Starting at the beginning of the records and stopping after the line that contains "xmin=335 ymin=273 xmax=345 ymax=309", recast them as a two-column CSV with the headers input and output. Give one row per record, with its text under input and its answer under output, each in a single quoted field with line breaks turned into spaces.

----

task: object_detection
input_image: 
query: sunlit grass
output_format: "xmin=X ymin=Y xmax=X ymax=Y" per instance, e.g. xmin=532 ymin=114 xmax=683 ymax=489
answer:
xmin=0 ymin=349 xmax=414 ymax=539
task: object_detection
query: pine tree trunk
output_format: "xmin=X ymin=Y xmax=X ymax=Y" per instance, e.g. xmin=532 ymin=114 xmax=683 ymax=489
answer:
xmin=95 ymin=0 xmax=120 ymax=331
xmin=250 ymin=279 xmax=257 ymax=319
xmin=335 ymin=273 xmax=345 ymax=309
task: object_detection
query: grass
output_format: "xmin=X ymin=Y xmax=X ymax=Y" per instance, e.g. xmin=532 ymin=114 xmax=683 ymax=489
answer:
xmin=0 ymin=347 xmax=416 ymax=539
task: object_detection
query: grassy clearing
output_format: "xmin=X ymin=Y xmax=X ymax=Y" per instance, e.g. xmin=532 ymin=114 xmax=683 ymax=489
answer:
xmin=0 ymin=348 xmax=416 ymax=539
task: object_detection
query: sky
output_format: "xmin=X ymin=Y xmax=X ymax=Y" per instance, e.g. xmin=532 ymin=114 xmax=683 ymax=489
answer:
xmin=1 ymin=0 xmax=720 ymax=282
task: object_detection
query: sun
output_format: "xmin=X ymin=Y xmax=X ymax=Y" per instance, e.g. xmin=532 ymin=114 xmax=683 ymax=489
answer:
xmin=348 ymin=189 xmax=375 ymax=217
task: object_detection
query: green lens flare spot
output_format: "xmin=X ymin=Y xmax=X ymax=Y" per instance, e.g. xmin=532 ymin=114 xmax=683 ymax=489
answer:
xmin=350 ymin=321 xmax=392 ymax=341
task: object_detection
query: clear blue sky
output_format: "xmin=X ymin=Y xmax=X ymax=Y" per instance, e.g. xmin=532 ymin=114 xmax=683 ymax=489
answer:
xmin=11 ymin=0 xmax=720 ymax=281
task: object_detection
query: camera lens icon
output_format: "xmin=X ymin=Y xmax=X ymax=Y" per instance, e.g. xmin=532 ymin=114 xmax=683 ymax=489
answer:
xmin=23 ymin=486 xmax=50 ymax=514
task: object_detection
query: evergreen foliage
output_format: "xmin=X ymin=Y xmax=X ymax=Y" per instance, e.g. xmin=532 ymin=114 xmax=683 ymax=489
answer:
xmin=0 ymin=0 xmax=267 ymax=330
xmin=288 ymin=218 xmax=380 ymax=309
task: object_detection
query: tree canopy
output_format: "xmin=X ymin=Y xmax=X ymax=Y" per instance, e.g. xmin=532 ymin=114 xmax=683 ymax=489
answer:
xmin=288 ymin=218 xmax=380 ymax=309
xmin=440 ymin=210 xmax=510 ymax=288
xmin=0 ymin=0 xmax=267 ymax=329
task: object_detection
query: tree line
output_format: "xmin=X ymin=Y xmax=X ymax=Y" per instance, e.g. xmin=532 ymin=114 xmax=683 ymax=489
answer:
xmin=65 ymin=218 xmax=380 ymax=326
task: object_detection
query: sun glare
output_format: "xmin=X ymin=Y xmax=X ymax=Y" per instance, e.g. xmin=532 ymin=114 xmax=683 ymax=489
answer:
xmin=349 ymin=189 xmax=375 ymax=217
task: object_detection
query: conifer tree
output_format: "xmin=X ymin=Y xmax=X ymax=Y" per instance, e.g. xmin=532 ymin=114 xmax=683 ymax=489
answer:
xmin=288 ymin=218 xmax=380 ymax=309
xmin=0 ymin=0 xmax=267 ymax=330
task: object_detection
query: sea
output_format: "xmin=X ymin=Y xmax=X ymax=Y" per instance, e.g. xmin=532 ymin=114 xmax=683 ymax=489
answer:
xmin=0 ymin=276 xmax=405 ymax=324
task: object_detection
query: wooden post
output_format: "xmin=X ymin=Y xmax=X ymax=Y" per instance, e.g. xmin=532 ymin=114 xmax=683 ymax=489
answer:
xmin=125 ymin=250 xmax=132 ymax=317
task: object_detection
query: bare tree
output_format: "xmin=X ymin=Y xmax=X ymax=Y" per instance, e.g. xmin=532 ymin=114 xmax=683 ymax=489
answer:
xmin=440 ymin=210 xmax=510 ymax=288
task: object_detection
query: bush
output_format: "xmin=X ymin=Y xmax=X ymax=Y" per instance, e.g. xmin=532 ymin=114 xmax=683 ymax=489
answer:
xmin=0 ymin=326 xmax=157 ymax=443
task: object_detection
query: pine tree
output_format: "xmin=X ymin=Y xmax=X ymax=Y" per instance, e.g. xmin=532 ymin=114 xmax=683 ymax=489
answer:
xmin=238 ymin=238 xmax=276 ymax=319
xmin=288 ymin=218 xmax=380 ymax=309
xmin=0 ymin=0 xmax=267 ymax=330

----

Reply to the exercise>
input,output
"task: object_detection input_image: query: sunlit grass output_format: ""xmin=X ymin=Y xmax=X ymax=Y"" per instance, e.g. xmin=532 ymin=114 xmax=683 ymax=489 answer:","xmin=0 ymin=349 xmax=414 ymax=539"
"task: object_detection query: pine tree trunk output_format: ""xmin=X ymin=Y xmax=X ymax=Y"" per instance, e.g. xmin=532 ymin=114 xmax=683 ymax=489 answer:","xmin=95 ymin=0 xmax=120 ymax=331 xmin=250 ymin=279 xmax=257 ymax=319 xmin=335 ymin=273 xmax=345 ymax=309"